[Material to process — start]
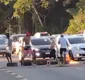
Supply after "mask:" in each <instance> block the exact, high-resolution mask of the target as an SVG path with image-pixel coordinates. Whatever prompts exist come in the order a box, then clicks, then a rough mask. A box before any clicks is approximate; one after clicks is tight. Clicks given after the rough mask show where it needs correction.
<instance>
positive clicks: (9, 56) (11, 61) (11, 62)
mask: <svg viewBox="0 0 85 80" xmlns="http://www.w3.org/2000/svg"><path fill="white" fill-rule="evenodd" d="M9 59H10V63H12V57H11V54H10V56H9Z"/></svg>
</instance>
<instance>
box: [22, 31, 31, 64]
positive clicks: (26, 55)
mask: <svg viewBox="0 0 85 80" xmlns="http://www.w3.org/2000/svg"><path fill="white" fill-rule="evenodd" d="M23 41H24V43H25V46H24V53H23V56H22V59H21V65H23V62H24V58H25V57H26V56H27V51H28V50H30V49H31V46H30V44H31V33H29V32H27V33H26V36H25V37H24V40H23Z"/></svg>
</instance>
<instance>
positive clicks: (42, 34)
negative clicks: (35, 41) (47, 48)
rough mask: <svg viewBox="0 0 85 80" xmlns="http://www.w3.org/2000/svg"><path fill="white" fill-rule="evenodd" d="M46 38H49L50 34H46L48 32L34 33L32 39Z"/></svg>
mask: <svg viewBox="0 0 85 80" xmlns="http://www.w3.org/2000/svg"><path fill="white" fill-rule="evenodd" d="M41 36H42V37H47V36H50V34H49V33H48V32H36V33H35V34H34V37H36V38H39V37H41Z"/></svg>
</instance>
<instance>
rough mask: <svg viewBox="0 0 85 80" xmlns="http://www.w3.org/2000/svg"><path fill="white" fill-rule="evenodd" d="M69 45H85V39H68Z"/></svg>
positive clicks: (72, 38) (69, 38)
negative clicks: (70, 44) (78, 44)
mask: <svg viewBox="0 0 85 80" xmlns="http://www.w3.org/2000/svg"><path fill="white" fill-rule="evenodd" d="M68 40H69V42H70V43H71V44H79V43H85V38H68Z"/></svg>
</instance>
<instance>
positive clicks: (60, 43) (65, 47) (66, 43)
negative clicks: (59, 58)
mask: <svg viewBox="0 0 85 80" xmlns="http://www.w3.org/2000/svg"><path fill="white" fill-rule="evenodd" d="M58 43H59V44H60V61H61V62H62V63H64V60H63V57H64V56H63V55H64V53H65V52H66V50H67V46H68V43H67V40H66V39H65V38H64V36H63V34H61V37H60V39H59V42H58Z"/></svg>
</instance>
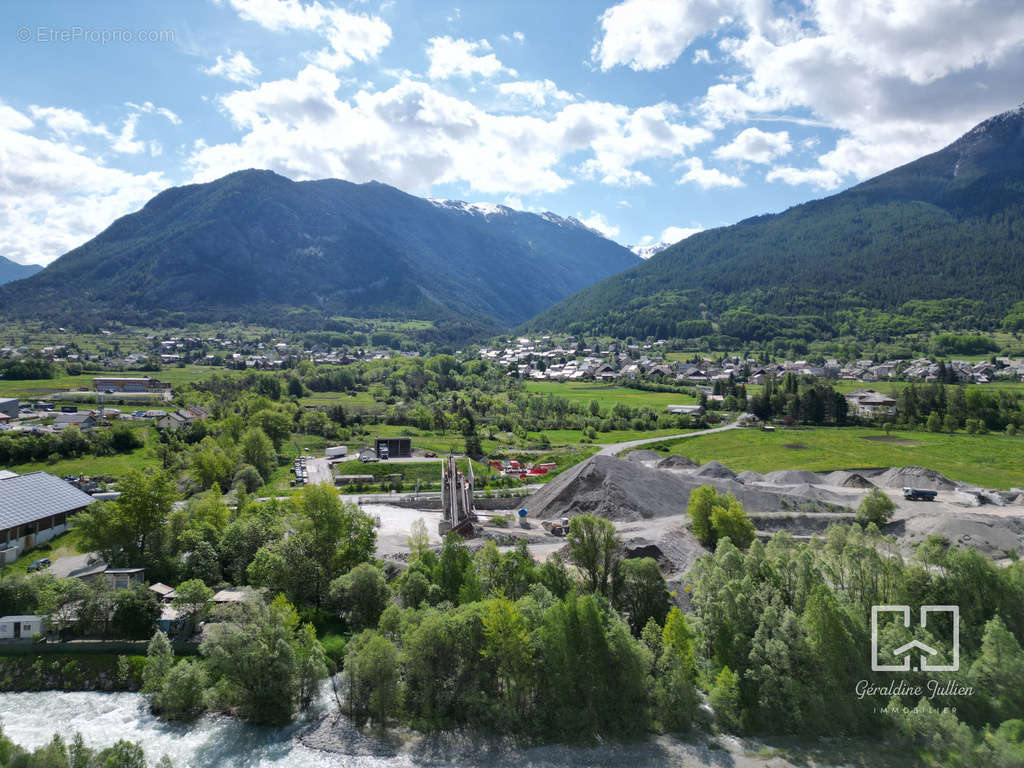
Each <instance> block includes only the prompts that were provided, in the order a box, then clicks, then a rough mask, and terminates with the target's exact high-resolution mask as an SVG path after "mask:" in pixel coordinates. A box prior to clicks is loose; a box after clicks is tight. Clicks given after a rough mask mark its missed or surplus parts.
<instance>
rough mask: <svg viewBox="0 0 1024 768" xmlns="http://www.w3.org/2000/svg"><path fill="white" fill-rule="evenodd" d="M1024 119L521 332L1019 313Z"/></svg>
mask: <svg viewBox="0 0 1024 768" xmlns="http://www.w3.org/2000/svg"><path fill="white" fill-rule="evenodd" d="M1022 299H1024V106H1021V108H1018V109H1016V110H1011V111H1010V112H1007V113H1004V114H1001V115H997V116H995V117H993V118H991V119H989V120H986V121H984V122H983V123H981V124H979V125H978V126H976V127H975V128H973V129H972V130H971V131H969V132H968V133H966V134H965V135H964V136H962V137H961V138H958V139H957V140H955V141H954V142H952V143H951V144H949V145H948V146H946V147H945V148H943V150H940V151H939V152H936V153H934V154H932V155H928V156H926V157H923V158H921V159H920V160H916V161H913V162H911V163H908V164H907V165H904V166H902V167H899V168H896V169H895V170H892V171H889V172H888V173H884V174H882V175H880V176H878V177H876V178H872V179H869V180H867V181H864V182H863V183H860V184H858V185H856V186H853V187H851V188H849V189H847V190H845V191H842V193H840V194H838V195H834V196H831V197H828V198H825V199H823V200H815V201H812V202H809V203H806V204H803V205H799V206H796V207H794V208H791V209H788V210H786V211H784V212H782V213H779V214H774V215H765V216H756V217H754V218H750V219H746V220H744V221H740V222H739V223H737V224H734V225H732V226H725V227H720V228H717V229H710V230H706V231H702V232H698V233H697V234H693V236H692V237H690V238H687V239H686V240H684V241H682V242H680V243H677V244H676V245H674V246H671V247H670V248H667V249H665V250H664V251H662V252H659V253H656V254H654V255H653V256H651V257H650V258H649V259H647V260H645V261H644V262H643V263H641V264H639V265H637V266H635V267H633V268H632V269H629V270H627V271H625V272H622V273H621V274H616V275H613V276H611V278H608V279H606V280H604V281H602V282H600V283H597V284H595V285H593V286H591V287H589V288H586V289H584V290H583V291H581V292H580V293H578V294H575V295H574V296H571V297H569V298H568V299H565V300H564V301H562V302H560V303H559V304H557V305H555V306H554V307H552V308H551V309H549V310H547V311H545V312H543V313H542V314H541V315H539V316H538V317H536V318H534V319H532V321H530V323H529V324H528V325H527V329H547V330H552V331H558V330H566V331H573V332H585V333H598V334H609V335H614V336H617V337H624V336H636V337H639V338H642V337H648V336H653V337H663V338H664V337H684V338H686V337H695V336H702V335H709V334H721V335H725V336H731V337H734V338H736V339H741V340H751V339H753V340H768V339H773V338H780V337H781V338H786V337H788V338H796V337H803V338H806V339H811V338H828V337H829V336H831V335H838V334H846V333H848V332H859V333H861V334H869V333H871V328H872V327H877V328H879V329H883V330H884V329H902V330H903V332H904V333H906V332H913V331H915V330H926V329H927V328H928V327H932V328H946V329H952V330H956V329H971V328H993V327H997V326H998V325H999V323H1000V322H1001V321H1002V318H1004V316H1005V315H1008V313H1009V312H1016V314H1015V315H1014V316H1016V315H1017V314H1021V313H1024V305H1019V306H1018V307H1017V308H1016V309H1014V304H1015V303H1016V302H1020V301H1021V300H1022Z"/></svg>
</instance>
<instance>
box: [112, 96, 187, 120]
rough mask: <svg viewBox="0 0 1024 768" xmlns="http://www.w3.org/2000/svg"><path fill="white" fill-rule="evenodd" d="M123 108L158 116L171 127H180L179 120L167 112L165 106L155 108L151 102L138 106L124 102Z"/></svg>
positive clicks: (174, 115) (156, 107) (144, 103)
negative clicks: (173, 126)
mask: <svg viewBox="0 0 1024 768" xmlns="http://www.w3.org/2000/svg"><path fill="white" fill-rule="evenodd" d="M125 106H129V108H131V109H132V110H134V111H135V112H138V113H143V114H145V115H160V116H161V117H164V118H167V120H168V121H169V122H170V123H171V125H181V118H179V117H178V116H177V115H175V114H174V113H173V112H171V111H170V110H168V109H167V108H166V106H157V105H156V104H154V103H153V101H143V102H142V103H140V104H136V103H135V102H134V101H125Z"/></svg>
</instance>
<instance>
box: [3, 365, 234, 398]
mask: <svg viewBox="0 0 1024 768" xmlns="http://www.w3.org/2000/svg"><path fill="white" fill-rule="evenodd" d="M223 371H224V369H220V368H211V367H210V366H185V367H184V368H167V369H164V370H163V371H157V372H146V371H90V372H88V373H84V374H80V375H78V376H68V375H59V376H54V377H53V378H52V379H10V380H7V379H0V396H2V397H41V396H43V395H47V394H52V393H53V392H66V391H68V390H69V389H78V388H87V389H92V380H93V378H97V377H101V378H117V377H125V378H131V379H140V378H143V377H146V376H150V377H153V378H154V379H159V380H160V381H167V382H170V383H171V385H172V386H176V385H179V384H185V383H187V382H194V381H199V380H200V379H205V378H207V377H209V376H212V375H213V374H214V372H223Z"/></svg>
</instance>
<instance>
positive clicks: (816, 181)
mask: <svg viewBox="0 0 1024 768" xmlns="http://www.w3.org/2000/svg"><path fill="white" fill-rule="evenodd" d="M765 180H766V181H784V182H785V183H787V184H791V185H793V186H797V185H798V184H810V185H811V186H814V187H816V188H818V189H825V190H828V189H836V188H838V187H839V185H840V184H841V183H842V181H843V177H842V176H841V175H840V174H839V173H837V172H836V171H830V170H828V169H826V168H803V169H801V168H794V167H792V166H779V167H777V168H772V169H771V170H770V171H768V173H767V174H765Z"/></svg>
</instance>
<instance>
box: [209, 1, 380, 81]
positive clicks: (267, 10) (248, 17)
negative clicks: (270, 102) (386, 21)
mask: <svg viewBox="0 0 1024 768" xmlns="http://www.w3.org/2000/svg"><path fill="white" fill-rule="evenodd" d="M228 2H230V4H231V6H232V7H233V8H234V9H236V10H237V11H238V12H239V15H240V16H242V18H245V19H247V20H250V22H255V23H256V24H258V25H260V26H261V27H263V28H265V29H268V30H272V31H274V32H285V31H289V30H304V31H307V32H315V33H317V34H319V35H321V36H322V37H323V38H324V39H325V40H326V41H327V43H328V45H329V47H328V48H324V49H322V50H319V51H317V52H316V53H315V54H314V55H313V60H314V61H315V62H316V63H317V65H318V66H321V67H325V68H327V69H329V70H341V69H344V68H346V67H349V66H350V65H352V63H353V62H354V61H369V60H370V59H372V58H375V57H376V56H377V55H378V54H379V53H380V52H381V51H382V50H384V48H386V47H387V45H388V43H390V42H391V27H390V26H388V24H387V23H386V22H385V20H384V19H382V18H380V17H379V16H371V15H367V14H364V13H349V12H348V11H347V10H345V9H343V8H335V7H331V8H328V7H325V6H324V5H321V3H319V2H315V1H314V2H312V3H309V4H303V3H301V2H299V0H228Z"/></svg>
[Material to process — finish]
#### [Problem statement]
Identify each line above that contains the string "target", with case counting, and copy every such line in full.

#### [Solved exercise]
Supply after "mask:" in each <instance> block the exact, high-resolution mask of the target as an SVG path with image-pixel coordinates. Whatever prompts exist come in the order a box, then clicks, then a rough mask. A box before any clicks is approximate; one after clicks is tight. Clicks given after the rough mask show where it needs correction.
Each <instance> block includes only the prompts that were provided, in the order a box, then clicks, then a rough mask, and terminates with the target's exact high-resolution mask as an SVG path after "mask:" in pixel coordinates. A box prior to clicks is loose; a box after clicks is tight. Clicks given after a rough mask mark its missed or surplus parts.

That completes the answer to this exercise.